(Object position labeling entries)
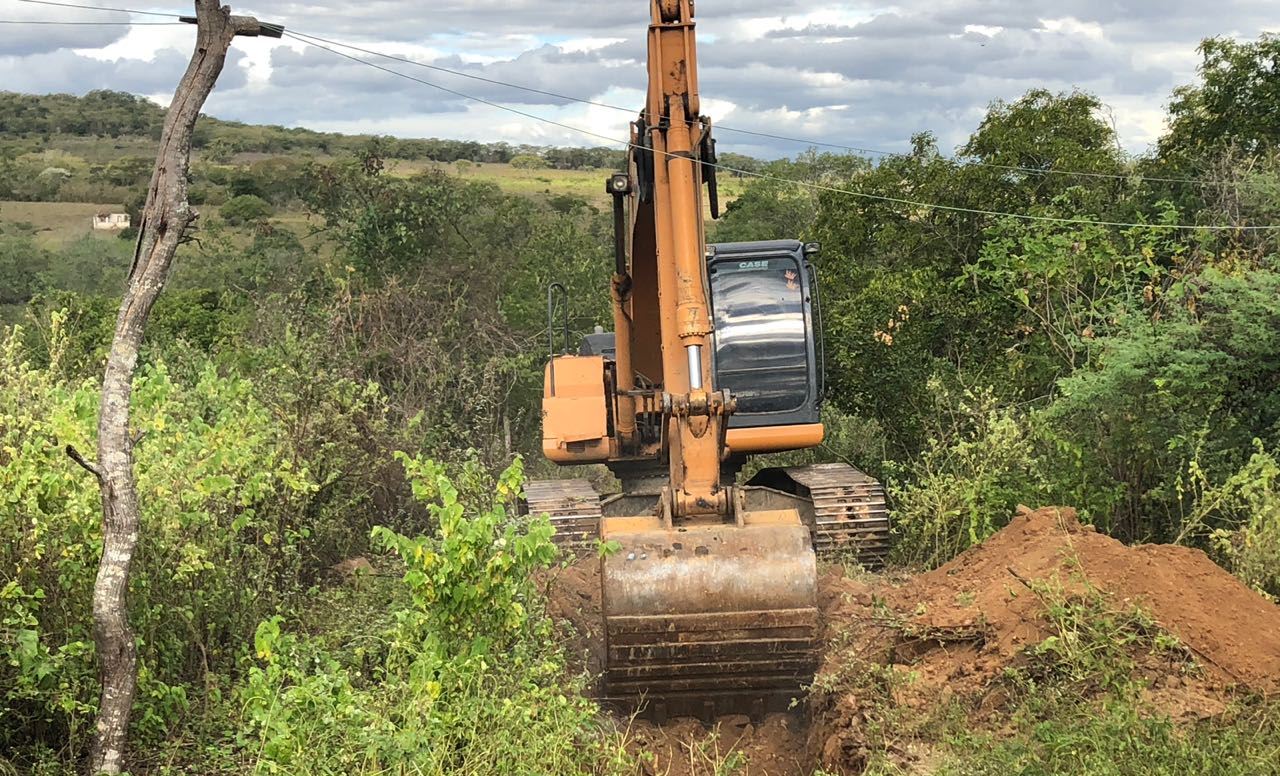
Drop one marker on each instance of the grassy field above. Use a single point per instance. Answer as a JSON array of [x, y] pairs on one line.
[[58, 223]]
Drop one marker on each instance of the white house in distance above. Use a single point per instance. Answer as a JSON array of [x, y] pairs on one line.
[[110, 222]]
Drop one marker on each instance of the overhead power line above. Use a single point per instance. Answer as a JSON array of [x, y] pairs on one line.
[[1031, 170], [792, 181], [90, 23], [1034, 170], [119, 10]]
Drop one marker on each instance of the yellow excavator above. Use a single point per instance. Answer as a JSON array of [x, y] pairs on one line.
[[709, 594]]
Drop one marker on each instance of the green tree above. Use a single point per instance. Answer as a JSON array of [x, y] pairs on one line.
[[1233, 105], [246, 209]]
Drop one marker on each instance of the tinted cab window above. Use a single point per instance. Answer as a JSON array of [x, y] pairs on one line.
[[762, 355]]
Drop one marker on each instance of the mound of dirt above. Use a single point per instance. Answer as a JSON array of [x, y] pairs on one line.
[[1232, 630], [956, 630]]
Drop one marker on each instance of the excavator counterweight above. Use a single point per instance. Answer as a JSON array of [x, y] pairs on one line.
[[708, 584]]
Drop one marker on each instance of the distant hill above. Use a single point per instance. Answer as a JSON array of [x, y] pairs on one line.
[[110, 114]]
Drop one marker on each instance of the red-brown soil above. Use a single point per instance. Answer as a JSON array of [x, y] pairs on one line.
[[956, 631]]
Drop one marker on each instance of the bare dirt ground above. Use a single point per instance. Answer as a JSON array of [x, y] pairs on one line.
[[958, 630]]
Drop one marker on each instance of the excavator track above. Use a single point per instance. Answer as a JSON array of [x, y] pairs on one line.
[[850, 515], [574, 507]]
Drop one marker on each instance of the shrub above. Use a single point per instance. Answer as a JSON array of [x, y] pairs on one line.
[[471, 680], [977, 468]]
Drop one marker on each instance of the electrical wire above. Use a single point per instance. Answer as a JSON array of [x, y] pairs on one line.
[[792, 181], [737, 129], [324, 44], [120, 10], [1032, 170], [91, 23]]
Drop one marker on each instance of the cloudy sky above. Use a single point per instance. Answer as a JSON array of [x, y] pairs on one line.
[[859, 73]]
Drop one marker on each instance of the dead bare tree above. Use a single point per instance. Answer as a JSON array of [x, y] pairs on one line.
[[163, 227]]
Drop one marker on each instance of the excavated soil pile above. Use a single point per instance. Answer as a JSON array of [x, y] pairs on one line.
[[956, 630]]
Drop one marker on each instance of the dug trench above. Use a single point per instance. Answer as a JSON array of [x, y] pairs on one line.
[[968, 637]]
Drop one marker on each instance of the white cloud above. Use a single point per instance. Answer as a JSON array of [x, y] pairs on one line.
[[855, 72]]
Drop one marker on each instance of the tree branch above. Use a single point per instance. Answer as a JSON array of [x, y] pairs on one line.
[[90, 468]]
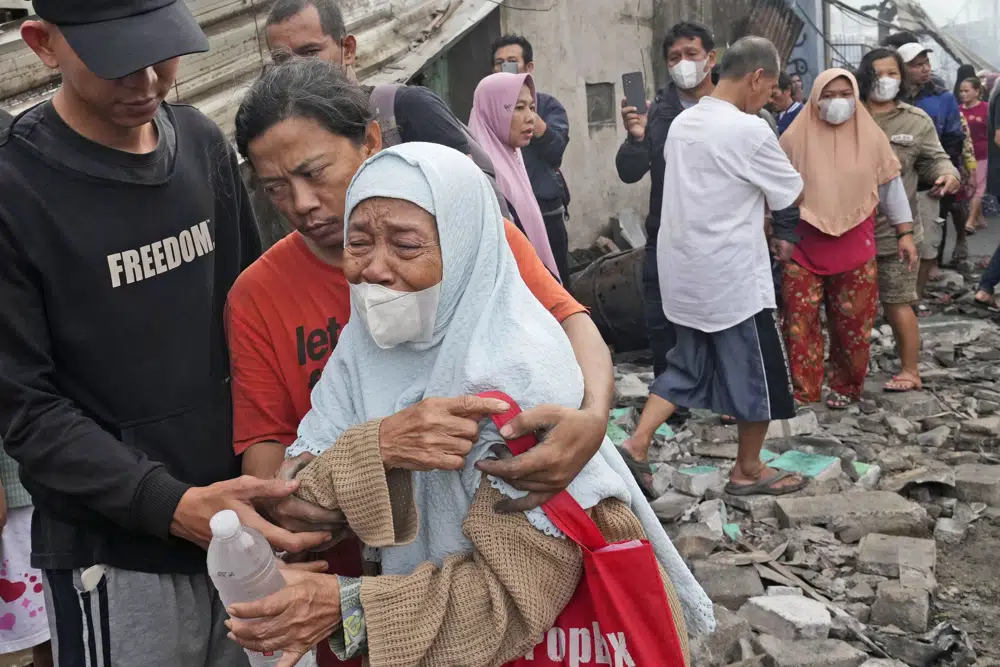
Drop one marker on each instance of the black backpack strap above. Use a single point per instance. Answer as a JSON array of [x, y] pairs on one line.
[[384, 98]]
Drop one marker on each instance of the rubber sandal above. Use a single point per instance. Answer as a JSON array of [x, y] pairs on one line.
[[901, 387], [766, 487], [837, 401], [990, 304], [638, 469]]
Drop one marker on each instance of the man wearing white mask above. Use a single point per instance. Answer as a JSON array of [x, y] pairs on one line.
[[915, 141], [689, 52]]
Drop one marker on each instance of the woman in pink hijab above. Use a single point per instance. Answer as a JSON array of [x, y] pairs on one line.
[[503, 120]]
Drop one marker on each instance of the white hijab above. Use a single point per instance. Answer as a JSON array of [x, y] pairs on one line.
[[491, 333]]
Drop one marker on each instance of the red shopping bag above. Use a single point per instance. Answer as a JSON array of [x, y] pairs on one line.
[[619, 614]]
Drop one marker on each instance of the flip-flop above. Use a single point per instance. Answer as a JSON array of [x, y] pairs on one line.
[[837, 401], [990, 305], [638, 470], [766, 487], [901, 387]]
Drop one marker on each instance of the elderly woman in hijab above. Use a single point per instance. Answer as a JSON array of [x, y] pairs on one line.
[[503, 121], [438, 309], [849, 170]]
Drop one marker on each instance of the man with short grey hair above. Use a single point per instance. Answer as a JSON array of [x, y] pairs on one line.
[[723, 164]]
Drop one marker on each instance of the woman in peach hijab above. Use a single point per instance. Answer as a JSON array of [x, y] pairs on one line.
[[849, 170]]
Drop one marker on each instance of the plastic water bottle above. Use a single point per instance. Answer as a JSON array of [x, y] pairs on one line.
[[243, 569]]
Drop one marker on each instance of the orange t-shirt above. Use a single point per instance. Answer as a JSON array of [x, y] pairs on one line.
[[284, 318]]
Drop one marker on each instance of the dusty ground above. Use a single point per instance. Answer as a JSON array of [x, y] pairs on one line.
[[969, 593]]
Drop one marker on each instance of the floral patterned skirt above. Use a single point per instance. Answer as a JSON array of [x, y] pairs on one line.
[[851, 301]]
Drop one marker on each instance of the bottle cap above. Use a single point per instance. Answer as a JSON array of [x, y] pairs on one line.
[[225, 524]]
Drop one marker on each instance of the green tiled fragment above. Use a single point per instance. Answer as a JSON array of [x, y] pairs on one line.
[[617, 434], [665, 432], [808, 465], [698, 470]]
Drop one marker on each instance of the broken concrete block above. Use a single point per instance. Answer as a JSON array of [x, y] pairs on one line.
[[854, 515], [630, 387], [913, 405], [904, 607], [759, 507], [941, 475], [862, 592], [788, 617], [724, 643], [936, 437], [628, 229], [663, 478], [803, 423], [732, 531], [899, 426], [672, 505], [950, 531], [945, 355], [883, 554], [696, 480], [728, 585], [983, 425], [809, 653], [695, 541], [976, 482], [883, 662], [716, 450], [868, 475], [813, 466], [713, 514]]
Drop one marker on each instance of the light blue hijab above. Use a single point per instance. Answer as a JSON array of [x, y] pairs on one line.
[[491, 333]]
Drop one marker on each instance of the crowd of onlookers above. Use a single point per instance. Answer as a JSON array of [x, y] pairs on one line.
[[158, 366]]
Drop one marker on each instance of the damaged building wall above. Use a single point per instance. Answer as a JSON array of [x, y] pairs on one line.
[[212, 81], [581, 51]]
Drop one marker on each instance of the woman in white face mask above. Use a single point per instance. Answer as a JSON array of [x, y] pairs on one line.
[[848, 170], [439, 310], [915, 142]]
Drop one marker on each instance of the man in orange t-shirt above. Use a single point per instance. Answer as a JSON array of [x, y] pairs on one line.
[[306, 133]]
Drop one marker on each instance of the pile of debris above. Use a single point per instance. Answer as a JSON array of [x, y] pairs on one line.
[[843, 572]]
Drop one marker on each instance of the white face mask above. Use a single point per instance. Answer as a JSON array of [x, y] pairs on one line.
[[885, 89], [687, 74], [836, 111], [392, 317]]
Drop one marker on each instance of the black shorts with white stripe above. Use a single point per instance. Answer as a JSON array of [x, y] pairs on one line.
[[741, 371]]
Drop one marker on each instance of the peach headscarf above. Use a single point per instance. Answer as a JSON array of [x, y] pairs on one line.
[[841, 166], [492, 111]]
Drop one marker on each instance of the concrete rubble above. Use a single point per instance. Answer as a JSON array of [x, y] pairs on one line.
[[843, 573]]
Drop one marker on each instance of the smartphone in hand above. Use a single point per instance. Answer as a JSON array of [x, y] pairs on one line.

• Instructions for the task
Copy, unchanged, the stretch of the entries from the line containing "Drop one marker on each instance of the cloudy" through the line containing "[[956, 630]]", including both of those lines.

• Output for this task
Drop one marker on each instance of the cloudy sky above. Use a single point per instance. Answer as a JSON array of [x, y] pairs on one line.
[[859, 73]]
Drop one marker on each instance of the dead bare tree above. Use a single point per instance. Answer as a JSON array of [x, y] pairs on one line.
[[163, 227]]
Drop one marker on each instance of the excavated soil pile above. Use a single point per instance. Answer as a JSON array of [x, y] pairs on one line.
[[956, 630]]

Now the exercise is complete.